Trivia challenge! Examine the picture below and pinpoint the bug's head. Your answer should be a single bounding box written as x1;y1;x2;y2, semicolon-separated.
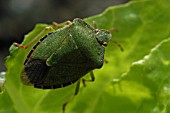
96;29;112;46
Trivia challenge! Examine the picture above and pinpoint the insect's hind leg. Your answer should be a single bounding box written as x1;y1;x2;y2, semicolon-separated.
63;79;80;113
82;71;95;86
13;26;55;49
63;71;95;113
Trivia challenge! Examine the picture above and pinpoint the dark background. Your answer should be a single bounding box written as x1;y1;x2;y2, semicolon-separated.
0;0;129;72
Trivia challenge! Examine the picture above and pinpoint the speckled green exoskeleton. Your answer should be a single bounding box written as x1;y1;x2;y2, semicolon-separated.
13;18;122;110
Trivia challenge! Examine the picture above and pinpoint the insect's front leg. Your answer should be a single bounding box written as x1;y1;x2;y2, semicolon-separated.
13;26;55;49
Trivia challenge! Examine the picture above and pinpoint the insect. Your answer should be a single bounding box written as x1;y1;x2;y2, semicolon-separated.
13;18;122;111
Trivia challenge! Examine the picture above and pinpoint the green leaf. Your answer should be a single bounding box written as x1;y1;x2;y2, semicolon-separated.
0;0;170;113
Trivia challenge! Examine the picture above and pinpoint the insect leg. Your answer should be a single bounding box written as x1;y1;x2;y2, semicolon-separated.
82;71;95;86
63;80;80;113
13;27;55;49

○ ○ ○

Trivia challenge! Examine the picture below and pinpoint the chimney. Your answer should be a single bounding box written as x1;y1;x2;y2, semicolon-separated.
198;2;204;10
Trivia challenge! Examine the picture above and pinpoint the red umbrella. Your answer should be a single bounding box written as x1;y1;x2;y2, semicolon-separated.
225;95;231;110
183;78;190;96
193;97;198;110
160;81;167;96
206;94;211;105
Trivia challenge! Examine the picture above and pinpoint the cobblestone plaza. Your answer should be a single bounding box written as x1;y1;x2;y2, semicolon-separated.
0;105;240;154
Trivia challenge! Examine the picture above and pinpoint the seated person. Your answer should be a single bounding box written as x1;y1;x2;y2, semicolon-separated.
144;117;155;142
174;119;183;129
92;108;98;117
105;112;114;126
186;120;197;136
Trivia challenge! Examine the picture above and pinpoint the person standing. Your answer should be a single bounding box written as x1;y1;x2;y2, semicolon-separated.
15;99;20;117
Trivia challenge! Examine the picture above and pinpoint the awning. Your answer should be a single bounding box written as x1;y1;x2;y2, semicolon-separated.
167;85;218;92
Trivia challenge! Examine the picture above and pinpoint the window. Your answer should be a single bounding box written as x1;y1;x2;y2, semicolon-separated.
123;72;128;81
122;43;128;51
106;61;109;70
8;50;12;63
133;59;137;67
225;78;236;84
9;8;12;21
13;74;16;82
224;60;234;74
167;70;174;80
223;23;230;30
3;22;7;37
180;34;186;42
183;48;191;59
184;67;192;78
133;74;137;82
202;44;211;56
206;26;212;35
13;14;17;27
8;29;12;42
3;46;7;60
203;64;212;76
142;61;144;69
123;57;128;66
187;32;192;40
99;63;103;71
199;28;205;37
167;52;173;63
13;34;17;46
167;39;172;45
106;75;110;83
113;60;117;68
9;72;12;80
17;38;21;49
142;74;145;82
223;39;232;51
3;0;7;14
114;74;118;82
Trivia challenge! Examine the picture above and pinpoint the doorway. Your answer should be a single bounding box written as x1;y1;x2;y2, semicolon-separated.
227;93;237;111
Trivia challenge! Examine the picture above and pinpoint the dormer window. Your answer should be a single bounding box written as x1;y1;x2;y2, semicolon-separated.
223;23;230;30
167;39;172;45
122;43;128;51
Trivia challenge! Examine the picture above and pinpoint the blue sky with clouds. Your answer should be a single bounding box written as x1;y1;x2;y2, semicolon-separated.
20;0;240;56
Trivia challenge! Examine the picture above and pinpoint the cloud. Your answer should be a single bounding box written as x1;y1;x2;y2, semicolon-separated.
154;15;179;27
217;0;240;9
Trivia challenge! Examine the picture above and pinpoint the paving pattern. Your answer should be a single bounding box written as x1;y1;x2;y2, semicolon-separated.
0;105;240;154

○ ○ ○

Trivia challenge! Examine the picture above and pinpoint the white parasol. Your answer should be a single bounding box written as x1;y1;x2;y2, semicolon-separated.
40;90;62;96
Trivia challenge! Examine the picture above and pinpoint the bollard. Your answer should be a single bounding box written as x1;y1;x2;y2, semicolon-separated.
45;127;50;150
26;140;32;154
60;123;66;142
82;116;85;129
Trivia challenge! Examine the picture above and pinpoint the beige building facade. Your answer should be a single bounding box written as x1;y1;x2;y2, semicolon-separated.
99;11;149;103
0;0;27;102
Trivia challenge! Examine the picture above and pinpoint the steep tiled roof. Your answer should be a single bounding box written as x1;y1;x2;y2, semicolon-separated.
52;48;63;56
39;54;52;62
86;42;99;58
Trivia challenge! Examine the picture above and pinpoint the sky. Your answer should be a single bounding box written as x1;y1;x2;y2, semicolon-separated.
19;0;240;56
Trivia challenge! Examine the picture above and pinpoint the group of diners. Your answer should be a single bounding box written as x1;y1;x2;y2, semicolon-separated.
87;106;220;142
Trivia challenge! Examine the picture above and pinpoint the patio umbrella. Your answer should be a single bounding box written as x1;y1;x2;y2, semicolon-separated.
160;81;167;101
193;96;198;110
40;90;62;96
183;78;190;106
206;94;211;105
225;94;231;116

○ ○ ○

Written exercise
Render the records from the line containing "pinpoint the green" through the line containing "13;27;55;49" as a two-column CSV with the headers request and answer. Give one row per request, holding its text and its answer, with each value in a single quoted field and any line breaks replaced by spaces.

Correct output
request,answer
"Trivia challenge! Examine the picture above and pinpoint the green leaf. Your answer should be a single bounding box written as x1;y1;x2;y2, semicolon-separated.","0;0;170;113"
"Trivia challenge! Examine the picture above and pinpoint the insect leg. Your answer should be a single bounding box written as x1;y1;x2;y2, semicolon-separated.","82;71;95;86 63;80;80;113 13;27;55;49"